Point annotation dataset records:
[start]

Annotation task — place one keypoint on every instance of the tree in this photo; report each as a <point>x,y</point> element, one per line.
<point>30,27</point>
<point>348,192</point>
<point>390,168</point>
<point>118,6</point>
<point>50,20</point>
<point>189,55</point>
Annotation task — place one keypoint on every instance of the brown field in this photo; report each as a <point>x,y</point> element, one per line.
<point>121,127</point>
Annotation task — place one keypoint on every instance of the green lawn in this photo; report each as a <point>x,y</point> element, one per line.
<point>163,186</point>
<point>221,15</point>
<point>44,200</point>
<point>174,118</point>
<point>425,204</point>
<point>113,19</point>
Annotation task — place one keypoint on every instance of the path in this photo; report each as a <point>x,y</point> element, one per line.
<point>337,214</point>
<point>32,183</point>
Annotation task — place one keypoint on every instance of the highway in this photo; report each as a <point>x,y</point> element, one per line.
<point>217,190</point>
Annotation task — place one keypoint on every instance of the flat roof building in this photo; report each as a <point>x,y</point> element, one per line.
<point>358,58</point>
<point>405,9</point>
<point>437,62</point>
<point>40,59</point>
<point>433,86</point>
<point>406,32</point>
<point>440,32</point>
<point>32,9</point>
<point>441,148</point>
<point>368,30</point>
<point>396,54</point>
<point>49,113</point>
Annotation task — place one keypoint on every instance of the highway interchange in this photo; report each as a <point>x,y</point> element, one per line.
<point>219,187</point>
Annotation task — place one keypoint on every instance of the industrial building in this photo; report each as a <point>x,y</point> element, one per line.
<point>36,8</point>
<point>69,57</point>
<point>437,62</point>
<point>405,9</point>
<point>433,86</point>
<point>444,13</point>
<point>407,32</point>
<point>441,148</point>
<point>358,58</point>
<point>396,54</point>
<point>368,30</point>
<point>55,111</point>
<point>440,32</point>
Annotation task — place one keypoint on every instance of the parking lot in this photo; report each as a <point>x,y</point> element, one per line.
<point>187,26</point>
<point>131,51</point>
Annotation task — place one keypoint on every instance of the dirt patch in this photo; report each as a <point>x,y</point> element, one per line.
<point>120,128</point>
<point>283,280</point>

[end]

» **WORK INSTRUCTIONS**:
Rewrite all the data above, changing "keypoint" to "marker" and leaving everything else the same.

» **SOLUTION FOR THIS EXERCISE**:
Annotation task — place one marker on every instance of the tree in this photo; report each as a <point>x,y</point> element, one per line.
<point>30,27</point>
<point>348,192</point>
<point>390,168</point>
<point>118,6</point>
<point>50,20</point>
<point>189,55</point>
Annotation task — place one marker on every instance of the brown field in this photo; report each as a <point>x,y</point> element, one per line.
<point>121,127</point>
Annotation task — place one marker on every instance of the green lawn in this photo; report each as a <point>x,y</point> element, one per line.
<point>163,186</point>
<point>221,15</point>
<point>44,200</point>
<point>174,118</point>
<point>425,204</point>
<point>113,19</point>
Annotation task — place one marker on every instance of the path in this photo; report each as a <point>x,y</point> element, one per line.
<point>337,214</point>
<point>32,183</point>
Annotation task — place one marker on every instance of the highway in this photo; report each as a <point>x,y</point> element, one per line.
<point>217,190</point>
Annotation task — place one marker on every instance of the flat roof building in this photo; report each as a <point>x,y</point> element, one per line.
<point>358,58</point>
<point>405,9</point>
<point>437,62</point>
<point>40,59</point>
<point>433,86</point>
<point>406,32</point>
<point>440,32</point>
<point>32,9</point>
<point>441,148</point>
<point>368,30</point>
<point>396,54</point>
<point>49,113</point>
Annotation task — place one marker on every instance of the highway interchange in this photo; report each as a <point>x,y</point> element, one per line.
<point>219,187</point>
Annotation task — place one marker on every instance of the industrial building in this photo; report each as a <point>x,y</point> element, one per line.
<point>36,8</point>
<point>69,57</point>
<point>437,62</point>
<point>405,9</point>
<point>433,86</point>
<point>444,13</point>
<point>407,32</point>
<point>441,148</point>
<point>358,58</point>
<point>396,54</point>
<point>368,30</point>
<point>55,111</point>
<point>440,32</point>
Annotation task — place one marker on every instance of the parking lot in this photo; report each as a <point>x,y</point> element, one per line.
<point>187,26</point>
<point>131,51</point>
Annotation task — place one marker on every instance of the dirt patch in this photo; report each as a <point>x,y</point> element, one per line.
<point>120,128</point>
<point>283,280</point>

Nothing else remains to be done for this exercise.